| Brief |
Format every line of the listing below as a numbered list, leaving out any blank lines.
## START
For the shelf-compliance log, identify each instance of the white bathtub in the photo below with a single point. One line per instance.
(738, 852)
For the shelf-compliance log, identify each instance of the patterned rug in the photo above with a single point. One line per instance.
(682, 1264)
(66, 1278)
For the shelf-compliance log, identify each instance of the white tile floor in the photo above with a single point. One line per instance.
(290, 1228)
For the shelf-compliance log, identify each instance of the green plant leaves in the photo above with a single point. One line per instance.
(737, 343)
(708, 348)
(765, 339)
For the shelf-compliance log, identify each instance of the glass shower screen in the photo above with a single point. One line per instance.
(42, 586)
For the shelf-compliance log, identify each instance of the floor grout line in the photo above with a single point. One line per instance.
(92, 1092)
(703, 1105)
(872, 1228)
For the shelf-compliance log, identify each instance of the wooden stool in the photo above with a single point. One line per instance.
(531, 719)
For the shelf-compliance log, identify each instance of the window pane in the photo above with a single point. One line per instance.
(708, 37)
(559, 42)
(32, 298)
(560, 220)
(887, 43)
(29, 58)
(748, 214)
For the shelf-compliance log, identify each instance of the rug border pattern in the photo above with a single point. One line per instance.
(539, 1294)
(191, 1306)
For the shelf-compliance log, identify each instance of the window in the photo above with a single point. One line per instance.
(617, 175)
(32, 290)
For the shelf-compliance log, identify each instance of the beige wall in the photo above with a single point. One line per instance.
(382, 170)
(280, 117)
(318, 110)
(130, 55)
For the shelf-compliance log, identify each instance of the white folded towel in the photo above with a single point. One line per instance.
## END
| Solution to the exercise |
1. For the shelf-compliance log, identify each instance of the white bathtub in the photo below with a single point. One line per instance.
2. (738, 852)
3. For the shelf-compliance log, identify each instance of the patterned rug in the photo above with a single point. One line per instance.
4. (682, 1264)
5. (66, 1278)
6. For the shelf-compliance log, identify each instance of the white tile floor in the photo above with a single point. One line per instance.
7. (290, 1228)
8. For the shelf-compliance log, identify each instance of the green plant leaves in the photo above with a single point. One line per instance.
9. (737, 343)
10. (708, 348)
11. (765, 339)
12. For the shelf-compliance log, identify each instance of the glass shower screen in the photo above with a single point. One line per instance.
13. (42, 586)
14. For the shelf-compliance log, identify each instance of the floor grout line in the photo above with a single point. One line per instance.
15. (92, 1092)
16. (703, 1105)
17. (872, 1228)
18. For the shelf-compliance log, identify each instance of the wooden stool in the photo above with a single point. One line per instance.
19. (531, 719)
20. For the shelf-compliance log, identify each instance of the window pane in the photo above with a single point. One line per instance.
21. (708, 37)
22. (559, 42)
23. (32, 298)
24. (560, 220)
25. (887, 43)
26. (29, 58)
27. (748, 214)
28. For the shelf-compliance log, identify each instance of the rug border pattern in the photo above with a single point. One line per instance.
29. (539, 1294)
30. (191, 1306)
31. For the shelf-compliance log, identify each instance of the window in the photo above with a single point. One line per instance.
32. (617, 175)
33. (32, 290)
34. For the shelf-compliance log, identify each instance of the beige wall in the photo above with a single point. One line per instance.
35. (382, 170)
36. (280, 117)
37. (318, 110)
38. (130, 55)
39. For the shelf-compliance log, identify each instance of the white folded towel in the photo above with a single point. One line per instance.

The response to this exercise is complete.